> Tasks
[a] In the article on the coalition demanding new accountability laws, how many people died in the Grenfell Tower fire?
[b] Copy word for word the passage of the article on the coalition demanding new accountability laws, starting at "Seven years after" and ending at "mental health institutions.".

(Document segment begins)

MORE than 40 organisations united today to demand new laws to hold public and corporate bodies accountable for deaths they cause.
Seven years after the Grenfell Tower fire, which killed 72 people, and two years after the Covid-19 pandemic, which killed more than 232,000, no organisations have been held accountable for the lives lost.
Campaign groups Grenfell United, Covid-19 Bereaved Families for Justice and Inquest are among the coalition demanding new laws.
They say that despite public and corporate bodies having a duty to keep people safe and protect lives, every year hundreds of people die preventable state-related deaths including in police custody, in prison or mental health institutions.
Such deaths are in addition to disasters like the Grenfell Tower fire, accelerated by inflammable cladding, the Covid-19 pandemic, when infected elderly people were transferred from hospitals into care homes, and the Hillsborough football disaster in Sheffield, where police directed Liverpool football supporters into overcrowded pens, causing 97 deaths.
Inquest, which acts for families of people who die in custody, said: “Public inquiries, inquests, investigations and official reviews are processes which have been crucial in shining a light on failing systems and dangerous practices.
“They make vital recommendations that could save lives.”

(Document segment ends)
(Extracted entries begins)

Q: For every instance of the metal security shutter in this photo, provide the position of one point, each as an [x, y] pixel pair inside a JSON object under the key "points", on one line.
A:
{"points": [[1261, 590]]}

(Extracted entries ends)
(Extracted entries begins)

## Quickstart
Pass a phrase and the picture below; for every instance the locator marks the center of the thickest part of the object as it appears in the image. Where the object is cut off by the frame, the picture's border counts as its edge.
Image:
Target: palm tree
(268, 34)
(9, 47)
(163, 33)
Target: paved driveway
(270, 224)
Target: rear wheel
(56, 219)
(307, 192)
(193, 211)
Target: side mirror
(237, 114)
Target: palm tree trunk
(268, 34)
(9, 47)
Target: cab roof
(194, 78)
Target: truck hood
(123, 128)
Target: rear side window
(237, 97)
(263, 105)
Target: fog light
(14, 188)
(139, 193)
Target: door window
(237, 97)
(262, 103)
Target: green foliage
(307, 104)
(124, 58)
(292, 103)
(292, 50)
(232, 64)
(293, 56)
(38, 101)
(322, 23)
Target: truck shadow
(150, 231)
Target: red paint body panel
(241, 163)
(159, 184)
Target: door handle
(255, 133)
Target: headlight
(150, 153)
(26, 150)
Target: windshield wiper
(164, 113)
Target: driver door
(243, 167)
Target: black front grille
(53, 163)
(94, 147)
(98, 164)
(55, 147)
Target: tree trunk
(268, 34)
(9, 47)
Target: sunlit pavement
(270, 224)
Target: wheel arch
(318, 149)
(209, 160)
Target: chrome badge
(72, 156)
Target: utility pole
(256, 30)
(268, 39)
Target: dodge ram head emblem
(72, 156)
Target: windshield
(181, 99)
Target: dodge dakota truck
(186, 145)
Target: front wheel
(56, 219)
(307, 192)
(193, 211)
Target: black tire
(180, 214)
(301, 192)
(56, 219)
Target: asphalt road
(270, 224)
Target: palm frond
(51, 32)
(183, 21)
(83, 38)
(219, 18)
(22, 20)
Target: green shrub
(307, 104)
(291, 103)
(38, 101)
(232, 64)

(Extracted entries ends)

> Solved problems
[a] 72 people

[b]
Seven years after the Grenfell Tower fire, which killed 72 people, and two years after the Covid-19 pandemic, which killed more than 232,000, no organisations have been held accountable for the lives lost.
Campaign groups Grenfell United, Covid-19 Bereaved Families for Justice and Inquest are among the coalition demanding new laws.
They say that despite public and corporate bodies having a duty to keep people safe and protect lives, every year hundreds of people die preventable state-related deaths including in police custody, in prison or mental health institutions.